GOAL
In how many lines of the material below does the string "flame" appear? Treat uppercase and lowercase letters as different, and reply with the number only.
************
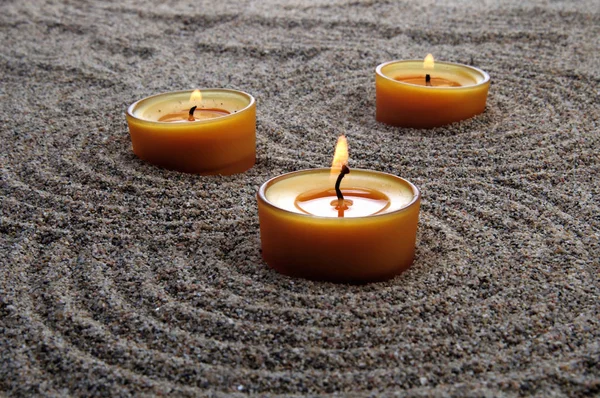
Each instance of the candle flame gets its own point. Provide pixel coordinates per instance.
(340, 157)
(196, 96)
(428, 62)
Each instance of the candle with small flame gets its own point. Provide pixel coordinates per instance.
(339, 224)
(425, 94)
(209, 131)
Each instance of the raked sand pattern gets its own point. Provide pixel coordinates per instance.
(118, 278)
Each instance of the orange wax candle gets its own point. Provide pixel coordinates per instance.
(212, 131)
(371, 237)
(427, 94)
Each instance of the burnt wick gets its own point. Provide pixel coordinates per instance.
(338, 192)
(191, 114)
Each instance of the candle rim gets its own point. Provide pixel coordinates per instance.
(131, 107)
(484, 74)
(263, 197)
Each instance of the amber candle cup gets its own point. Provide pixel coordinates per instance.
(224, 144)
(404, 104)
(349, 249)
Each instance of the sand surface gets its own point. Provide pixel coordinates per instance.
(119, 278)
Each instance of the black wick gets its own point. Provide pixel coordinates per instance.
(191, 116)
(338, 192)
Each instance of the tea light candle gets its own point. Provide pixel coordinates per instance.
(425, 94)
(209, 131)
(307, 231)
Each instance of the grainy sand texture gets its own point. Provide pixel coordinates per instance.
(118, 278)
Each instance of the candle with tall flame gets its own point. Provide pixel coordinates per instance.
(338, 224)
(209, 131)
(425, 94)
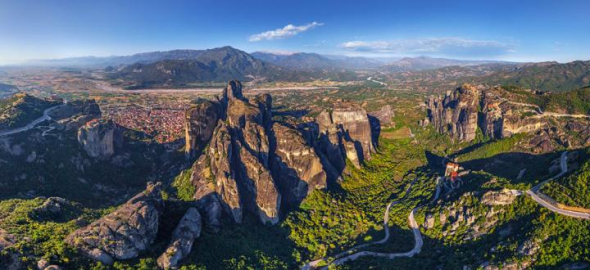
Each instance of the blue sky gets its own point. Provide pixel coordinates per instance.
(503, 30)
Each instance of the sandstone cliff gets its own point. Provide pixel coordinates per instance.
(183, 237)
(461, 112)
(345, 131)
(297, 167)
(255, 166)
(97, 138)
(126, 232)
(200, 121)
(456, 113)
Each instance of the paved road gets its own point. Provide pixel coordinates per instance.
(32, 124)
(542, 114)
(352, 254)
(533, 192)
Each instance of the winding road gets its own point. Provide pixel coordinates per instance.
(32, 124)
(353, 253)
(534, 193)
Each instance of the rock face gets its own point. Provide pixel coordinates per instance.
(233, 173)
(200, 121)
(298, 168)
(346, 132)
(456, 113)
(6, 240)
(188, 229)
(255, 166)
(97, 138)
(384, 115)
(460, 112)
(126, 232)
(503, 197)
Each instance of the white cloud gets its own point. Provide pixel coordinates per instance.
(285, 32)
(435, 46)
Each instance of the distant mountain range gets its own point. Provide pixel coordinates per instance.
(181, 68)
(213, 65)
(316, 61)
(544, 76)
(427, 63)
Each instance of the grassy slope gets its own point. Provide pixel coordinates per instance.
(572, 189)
************
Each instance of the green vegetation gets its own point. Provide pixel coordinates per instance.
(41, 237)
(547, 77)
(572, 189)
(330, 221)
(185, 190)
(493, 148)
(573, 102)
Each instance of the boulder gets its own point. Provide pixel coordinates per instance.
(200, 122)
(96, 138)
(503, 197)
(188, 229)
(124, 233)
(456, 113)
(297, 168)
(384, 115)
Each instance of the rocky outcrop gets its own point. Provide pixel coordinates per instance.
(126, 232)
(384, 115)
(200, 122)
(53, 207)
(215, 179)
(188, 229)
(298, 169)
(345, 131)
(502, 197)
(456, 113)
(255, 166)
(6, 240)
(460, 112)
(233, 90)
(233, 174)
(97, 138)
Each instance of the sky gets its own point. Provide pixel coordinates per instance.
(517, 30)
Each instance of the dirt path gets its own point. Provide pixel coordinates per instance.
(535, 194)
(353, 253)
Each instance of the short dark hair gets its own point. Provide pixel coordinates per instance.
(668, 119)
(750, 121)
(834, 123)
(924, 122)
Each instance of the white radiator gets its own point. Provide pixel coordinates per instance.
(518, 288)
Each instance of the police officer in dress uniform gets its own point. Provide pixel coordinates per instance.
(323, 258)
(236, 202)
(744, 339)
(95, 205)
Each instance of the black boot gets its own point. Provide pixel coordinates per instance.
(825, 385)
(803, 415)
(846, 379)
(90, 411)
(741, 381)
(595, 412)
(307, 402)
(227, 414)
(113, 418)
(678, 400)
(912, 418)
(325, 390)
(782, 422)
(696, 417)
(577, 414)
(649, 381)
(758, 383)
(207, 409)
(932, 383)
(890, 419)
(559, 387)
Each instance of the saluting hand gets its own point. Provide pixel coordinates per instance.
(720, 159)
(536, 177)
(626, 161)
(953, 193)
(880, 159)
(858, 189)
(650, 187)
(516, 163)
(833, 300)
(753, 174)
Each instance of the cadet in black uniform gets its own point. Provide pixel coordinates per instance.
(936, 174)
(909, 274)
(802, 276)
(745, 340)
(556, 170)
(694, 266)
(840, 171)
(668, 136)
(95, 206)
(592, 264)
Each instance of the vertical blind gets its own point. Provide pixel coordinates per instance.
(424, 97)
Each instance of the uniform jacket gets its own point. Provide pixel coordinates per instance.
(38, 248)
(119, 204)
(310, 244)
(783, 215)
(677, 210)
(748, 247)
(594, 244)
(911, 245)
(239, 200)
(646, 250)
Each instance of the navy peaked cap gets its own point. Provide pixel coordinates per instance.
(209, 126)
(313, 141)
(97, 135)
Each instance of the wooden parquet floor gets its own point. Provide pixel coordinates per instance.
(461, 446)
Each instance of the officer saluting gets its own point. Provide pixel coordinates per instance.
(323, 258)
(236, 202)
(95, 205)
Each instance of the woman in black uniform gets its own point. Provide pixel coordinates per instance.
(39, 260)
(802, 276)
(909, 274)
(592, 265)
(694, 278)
************
RESPONSE
3